Extrait cité:
------------------------------------
Patrice Nganang, ou la littérature après le genocide
19 octobre 2024 // Littérature // 915 vues // Nc : 177

En lisant le Manifeste d'une nouvelle littérature africaine de Patrice Nganang, c'est une philosophie qui s'offre à nous. Une rareté en terre africaine. Une pensée d’une telle force, d’une telle profondeur, et d'une telle puissance explicative que l’on ne saurait ignorer. Le livre, même paru il y a de cela sept ans, ne peut que demeurer une référence pour toute critique sur la littérature d’Afrique, un passage obligé que nous empruntons présentement.

UN CHEMINEMENT AU DÉPART DE LA VIOLENCE

D’emblée, Patrice Nganang pose le génocide rwandais comme le fait primordial de cet ouvrage, son point de départ, son point d’arrivée. Ainsi déclare le philosophe qu’il s’agit là d’un moment historique. D’un instant où l’horloge des idées explose, d’un retour au néant total, sur toute l’étendue de l’Afrique. L’auteur qui se place après ces atrocités se demande comment un être humain peut justifier la barbarie qui conduit à l’assassinat d’un autre être humain? Il identifie deux pensées africaines, les deux seules possibles alors, comme le socle idéologique rendant possible un tel acte.

D’abord, la pensée identitaire, qui règne en maître à Madagascar et en Afrique, et qui dit en quelque sorte que nous sommes les plus beaux, les meilleurs, et qu’il ne faut absolument toucher à rien de ce que nous avons toujours été mais le perpétuer à l’infini seulement. Ensuite, la pensée révolutionnaire, qui met sur le dos de l’autre toute la misère d’ici, tissant un discours foireux puisé dans un désir fallacieux d’indépendance. Deux discours, deux pensées, qui ont posé la base idéologique du geste du Hutu sortant les coupecoupes pour massacrer, dans la région du Grand Lac, au Rwanda, en 1994, les Tutsi. Deux discours présents dans toutes les bouches africaines et en particulier malgaches posant la probabilité certaine, dans tous nos pays, du chaos le plus brutal.

Et pourtant, à partir du moment où une pensée raisonne la mort de l’humain, elle est tout bonnement caduque, elle ne vaut plus rien. Ainsi tout discours identitaire ou révolutionnaire, malgré qu’il soit ressassé à l’infini, à partir d’avril 1994, date du début du génocide rwandais, n’a plus aucun fondement. Il faut dès lors à l’Africain, et au Malgache en particulier, repenser l’homme et l’Africain, le monde et l’Afrique.
------------------------------------
Données brutes:

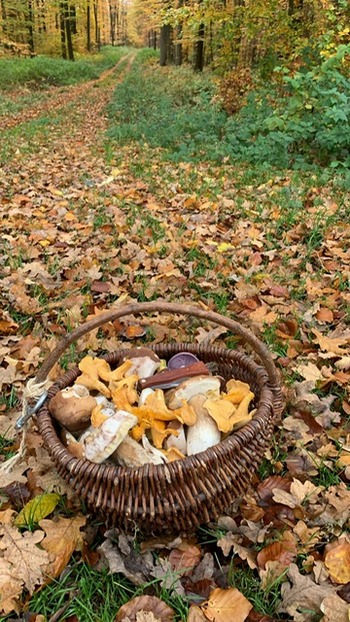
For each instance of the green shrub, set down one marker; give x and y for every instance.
(316, 118)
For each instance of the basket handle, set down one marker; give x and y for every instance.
(168, 307)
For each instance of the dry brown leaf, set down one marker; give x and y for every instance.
(299, 493)
(302, 595)
(283, 552)
(231, 540)
(335, 609)
(331, 344)
(309, 371)
(195, 614)
(26, 559)
(158, 607)
(63, 536)
(184, 558)
(337, 562)
(138, 573)
(226, 606)
(11, 588)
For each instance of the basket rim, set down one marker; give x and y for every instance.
(236, 440)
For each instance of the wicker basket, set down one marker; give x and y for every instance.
(186, 493)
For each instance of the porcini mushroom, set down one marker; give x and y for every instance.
(205, 432)
(101, 442)
(177, 439)
(199, 385)
(132, 454)
(72, 407)
(144, 362)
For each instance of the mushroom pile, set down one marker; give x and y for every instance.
(147, 410)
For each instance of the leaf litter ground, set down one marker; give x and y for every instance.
(87, 224)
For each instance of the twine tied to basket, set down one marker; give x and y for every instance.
(33, 390)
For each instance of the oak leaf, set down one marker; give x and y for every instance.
(227, 605)
(337, 562)
(26, 559)
(36, 509)
(63, 536)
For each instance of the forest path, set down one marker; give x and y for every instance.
(55, 98)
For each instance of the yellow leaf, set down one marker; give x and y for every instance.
(36, 509)
(227, 605)
(224, 246)
(337, 562)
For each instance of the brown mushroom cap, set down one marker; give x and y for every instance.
(71, 410)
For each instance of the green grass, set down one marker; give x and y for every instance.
(42, 71)
(96, 596)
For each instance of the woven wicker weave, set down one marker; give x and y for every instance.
(186, 493)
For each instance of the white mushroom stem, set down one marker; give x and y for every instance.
(101, 442)
(178, 441)
(144, 395)
(155, 453)
(132, 454)
(199, 385)
(72, 407)
(144, 362)
(204, 433)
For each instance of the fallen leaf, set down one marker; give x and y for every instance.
(335, 609)
(331, 344)
(195, 614)
(161, 611)
(283, 551)
(226, 606)
(36, 509)
(302, 594)
(184, 558)
(337, 562)
(11, 588)
(63, 536)
(24, 556)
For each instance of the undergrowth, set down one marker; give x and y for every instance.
(299, 121)
(42, 71)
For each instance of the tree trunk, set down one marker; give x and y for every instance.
(199, 50)
(88, 27)
(165, 45)
(113, 21)
(97, 30)
(3, 16)
(70, 50)
(178, 36)
(63, 31)
(30, 26)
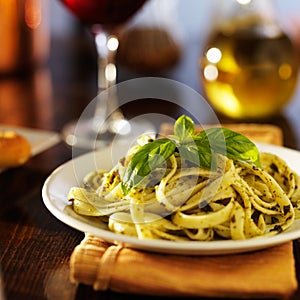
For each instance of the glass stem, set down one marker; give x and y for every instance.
(107, 111)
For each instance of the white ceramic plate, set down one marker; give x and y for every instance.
(70, 174)
(40, 140)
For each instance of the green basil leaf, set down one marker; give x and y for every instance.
(184, 128)
(232, 144)
(145, 160)
(198, 153)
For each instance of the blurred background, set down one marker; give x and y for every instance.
(65, 71)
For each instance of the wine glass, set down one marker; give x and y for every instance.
(104, 18)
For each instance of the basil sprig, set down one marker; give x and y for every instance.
(198, 149)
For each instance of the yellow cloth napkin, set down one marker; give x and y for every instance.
(268, 273)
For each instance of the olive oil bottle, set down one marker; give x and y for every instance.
(249, 67)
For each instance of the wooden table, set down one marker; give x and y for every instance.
(34, 246)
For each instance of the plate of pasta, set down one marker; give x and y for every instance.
(238, 219)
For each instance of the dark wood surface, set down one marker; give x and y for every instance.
(34, 246)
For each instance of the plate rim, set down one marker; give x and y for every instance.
(164, 246)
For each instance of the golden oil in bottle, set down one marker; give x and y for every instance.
(249, 70)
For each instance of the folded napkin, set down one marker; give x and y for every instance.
(268, 273)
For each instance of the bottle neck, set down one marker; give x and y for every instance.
(243, 14)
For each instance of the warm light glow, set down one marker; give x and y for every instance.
(244, 2)
(33, 13)
(285, 71)
(100, 40)
(210, 72)
(110, 72)
(214, 55)
(112, 43)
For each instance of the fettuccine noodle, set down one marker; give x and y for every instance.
(180, 202)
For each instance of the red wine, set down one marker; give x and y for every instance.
(104, 12)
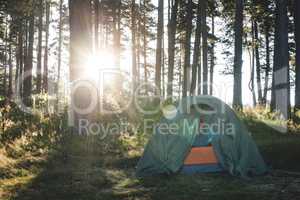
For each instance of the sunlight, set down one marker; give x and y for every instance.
(98, 63)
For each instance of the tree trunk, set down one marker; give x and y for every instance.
(253, 65)
(196, 64)
(28, 64)
(238, 52)
(258, 67)
(297, 38)
(10, 71)
(145, 46)
(60, 41)
(268, 66)
(19, 58)
(159, 46)
(187, 49)
(133, 45)
(212, 64)
(97, 7)
(39, 48)
(80, 50)
(5, 61)
(45, 74)
(204, 48)
(171, 46)
(281, 61)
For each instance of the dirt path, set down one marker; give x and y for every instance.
(80, 175)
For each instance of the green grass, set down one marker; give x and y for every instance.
(88, 169)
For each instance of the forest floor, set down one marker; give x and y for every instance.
(77, 171)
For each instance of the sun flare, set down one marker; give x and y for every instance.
(99, 64)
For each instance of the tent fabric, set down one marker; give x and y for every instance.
(235, 149)
(192, 169)
(201, 155)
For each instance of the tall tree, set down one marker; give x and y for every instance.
(258, 66)
(60, 41)
(29, 62)
(268, 65)
(159, 45)
(281, 79)
(171, 46)
(297, 38)
(187, 48)
(133, 43)
(10, 70)
(80, 50)
(212, 55)
(46, 51)
(205, 46)
(39, 47)
(238, 52)
(196, 65)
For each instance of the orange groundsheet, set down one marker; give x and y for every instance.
(201, 155)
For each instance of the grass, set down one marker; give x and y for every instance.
(88, 169)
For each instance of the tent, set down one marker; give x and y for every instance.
(201, 134)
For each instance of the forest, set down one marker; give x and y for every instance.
(86, 85)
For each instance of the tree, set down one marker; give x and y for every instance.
(258, 66)
(297, 40)
(281, 79)
(205, 47)
(133, 44)
(39, 47)
(212, 54)
(238, 51)
(60, 41)
(171, 46)
(187, 48)
(159, 45)
(196, 66)
(29, 62)
(268, 65)
(80, 50)
(46, 52)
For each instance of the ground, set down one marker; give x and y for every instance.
(83, 169)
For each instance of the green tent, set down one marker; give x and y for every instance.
(176, 133)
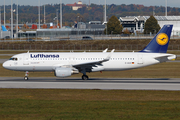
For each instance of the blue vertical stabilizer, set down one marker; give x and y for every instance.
(3, 28)
(159, 44)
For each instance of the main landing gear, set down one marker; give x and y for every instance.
(26, 75)
(85, 77)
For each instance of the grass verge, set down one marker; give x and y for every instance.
(54, 104)
(163, 70)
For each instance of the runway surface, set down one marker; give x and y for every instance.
(94, 83)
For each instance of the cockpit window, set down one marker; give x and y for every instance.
(14, 59)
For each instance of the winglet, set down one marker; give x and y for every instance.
(105, 50)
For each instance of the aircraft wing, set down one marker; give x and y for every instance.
(166, 56)
(89, 65)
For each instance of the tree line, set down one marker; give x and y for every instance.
(87, 13)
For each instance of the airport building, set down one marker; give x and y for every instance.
(136, 23)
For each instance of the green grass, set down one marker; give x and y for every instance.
(40, 104)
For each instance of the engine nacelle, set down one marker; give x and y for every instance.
(65, 72)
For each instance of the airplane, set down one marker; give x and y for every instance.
(4, 28)
(66, 64)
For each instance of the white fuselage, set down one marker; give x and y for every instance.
(50, 61)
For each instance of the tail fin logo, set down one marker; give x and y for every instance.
(162, 39)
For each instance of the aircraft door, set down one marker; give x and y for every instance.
(72, 60)
(26, 59)
(140, 59)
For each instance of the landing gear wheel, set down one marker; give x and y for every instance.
(25, 78)
(85, 77)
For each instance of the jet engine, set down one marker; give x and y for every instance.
(65, 72)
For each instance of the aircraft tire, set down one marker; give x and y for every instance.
(25, 78)
(85, 77)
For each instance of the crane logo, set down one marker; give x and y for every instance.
(162, 39)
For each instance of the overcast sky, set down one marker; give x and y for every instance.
(171, 3)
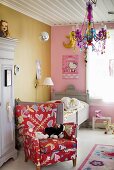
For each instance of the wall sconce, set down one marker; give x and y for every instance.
(16, 69)
(44, 36)
(48, 81)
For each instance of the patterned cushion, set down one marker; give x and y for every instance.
(70, 130)
(36, 117)
(50, 145)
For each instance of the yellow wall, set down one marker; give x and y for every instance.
(29, 49)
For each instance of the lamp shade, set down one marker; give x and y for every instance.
(48, 81)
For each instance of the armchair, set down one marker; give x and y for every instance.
(43, 152)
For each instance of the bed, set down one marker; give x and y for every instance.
(79, 115)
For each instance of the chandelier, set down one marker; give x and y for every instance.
(87, 35)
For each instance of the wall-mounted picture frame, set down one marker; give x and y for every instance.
(8, 77)
(70, 68)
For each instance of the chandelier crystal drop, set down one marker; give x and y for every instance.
(91, 37)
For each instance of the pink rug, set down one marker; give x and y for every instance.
(101, 157)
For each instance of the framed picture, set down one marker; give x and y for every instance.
(70, 68)
(8, 77)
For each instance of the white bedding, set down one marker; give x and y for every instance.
(77, 115)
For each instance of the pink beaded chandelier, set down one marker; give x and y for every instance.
(91, 37)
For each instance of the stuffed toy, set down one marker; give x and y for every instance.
(40, 135)
(4, 29)
(55, 132)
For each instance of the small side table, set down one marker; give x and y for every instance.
(99, 118)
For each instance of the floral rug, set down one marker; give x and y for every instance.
(101, 157)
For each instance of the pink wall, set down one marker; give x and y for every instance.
(58, 34)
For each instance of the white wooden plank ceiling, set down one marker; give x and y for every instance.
(62, 12)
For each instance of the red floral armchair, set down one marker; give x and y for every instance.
(45, 151)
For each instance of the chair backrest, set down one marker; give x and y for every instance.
(37, 116)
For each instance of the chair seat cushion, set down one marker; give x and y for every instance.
(50, 145)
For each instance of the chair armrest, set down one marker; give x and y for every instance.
(70, 131)
(31, 147)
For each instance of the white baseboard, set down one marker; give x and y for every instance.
(97, 125)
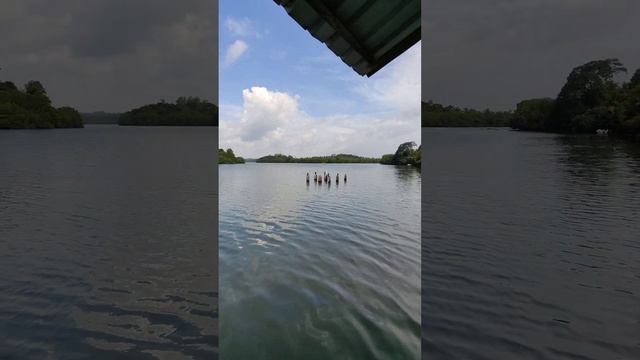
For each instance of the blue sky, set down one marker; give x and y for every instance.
(282, 91)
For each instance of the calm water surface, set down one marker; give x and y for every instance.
(108, 243)
(531, 246)
(318, 272)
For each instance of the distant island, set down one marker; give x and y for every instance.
(331, 159)
(591, 100)
(437, 115)
(407, 154)
(228, 157)
(186, 111)
(30, 108)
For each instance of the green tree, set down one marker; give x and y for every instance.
(587, 100)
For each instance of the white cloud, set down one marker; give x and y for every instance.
(397, 87)
(235, 51)
(272, 122)
(241, 27)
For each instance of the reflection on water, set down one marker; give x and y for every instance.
(530, 246)
(317, 271)
(108, 237)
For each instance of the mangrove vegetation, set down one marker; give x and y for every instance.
(591, 99)
(228, 157)
(407, 154)
(31, 108)
(332, 159)
(186, 111)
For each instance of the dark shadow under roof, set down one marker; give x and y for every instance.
(365, 34)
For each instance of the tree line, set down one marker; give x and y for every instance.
(334, 159)
(228, 157)
(591, 99)
(186, 111)
(31, 108)
(407, 154)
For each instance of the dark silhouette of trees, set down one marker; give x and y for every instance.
(31, 108)
(590, 99)
(187, 111)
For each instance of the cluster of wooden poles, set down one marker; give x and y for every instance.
(325, 177)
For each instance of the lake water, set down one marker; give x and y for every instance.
(108, 242)
(531, 246)
(318, 272)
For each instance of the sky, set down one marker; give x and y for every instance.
(283, 91)
(494, 53)
(111, 55)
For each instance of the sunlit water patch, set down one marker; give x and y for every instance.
(313, 271)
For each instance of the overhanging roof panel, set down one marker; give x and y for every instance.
(365, 34)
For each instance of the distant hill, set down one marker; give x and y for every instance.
(228, 157)
(100, 117)
(339, 159)
(186, 111)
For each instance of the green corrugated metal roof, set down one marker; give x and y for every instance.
(365, 34)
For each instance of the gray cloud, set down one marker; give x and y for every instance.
(493, 53)
(111, 55)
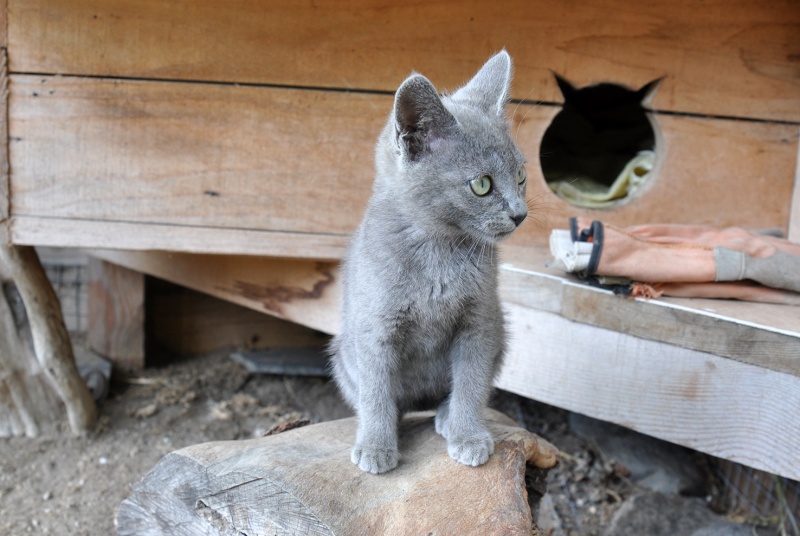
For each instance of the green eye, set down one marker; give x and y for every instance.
(521, 176)
(482, 185)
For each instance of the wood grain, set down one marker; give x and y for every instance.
(116, 314)
(732, 410)
(731, 58)
(794, 220)
(201, 157)
(76, 233)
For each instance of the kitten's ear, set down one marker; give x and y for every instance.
(648, 91)
(567, 89)
(420, 117)
(489, 88)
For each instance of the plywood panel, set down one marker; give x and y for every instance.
(732, 58)
(716, 405)
(189, 159)
(192, 154)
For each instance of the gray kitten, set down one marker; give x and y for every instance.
(422, 325)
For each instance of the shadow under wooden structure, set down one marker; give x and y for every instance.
(227, 147)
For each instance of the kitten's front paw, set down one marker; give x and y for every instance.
(472, 451)
(374, 460)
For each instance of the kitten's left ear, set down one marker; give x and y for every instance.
(489, 88)
(420, 117)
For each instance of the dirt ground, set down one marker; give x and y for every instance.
(72, 485)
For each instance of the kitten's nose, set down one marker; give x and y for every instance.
(519, 218)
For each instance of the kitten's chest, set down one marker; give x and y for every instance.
(444, 282)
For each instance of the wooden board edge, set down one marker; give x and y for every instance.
(709, 403)
(5, 176)
(303, 291)
(794, 211)
(90, 234)
(585, 304)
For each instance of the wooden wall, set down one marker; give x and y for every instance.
------------------------------------
Consignes:
1. Dans l'extrait sur le Manifeste de Patrice Nganang, quel événement l'auteur pose-t-il comme point de départ de son ouvrage ?
2. Recopiez mot pour mot le passage de l'extrait qui commence par « Et pourtant, à » et se poursuit jusqu'à « monde et l’Afrique. ».
Répondez en vous fondant uniquement sur l'extrait.

Les réponses:
1. Le génocide rwandais.

2.
Et pourtant, à partir du moment où une pensée raisonne la mort de l’humain, elle est tout bonnement caduque, elle ne vaut plus rien. Ainsi tout discours identitaire ou révolutionnaire, malgré qu’il soit ressassé à l’infini, à partir d’avril 1994, date du début du génocide rwandais, n’a plus aucun fondement. Il faut dès lors à l’Africain, et au Malgache en particulier, repenser l’homme et l’Africain, le monde et l’Afrique.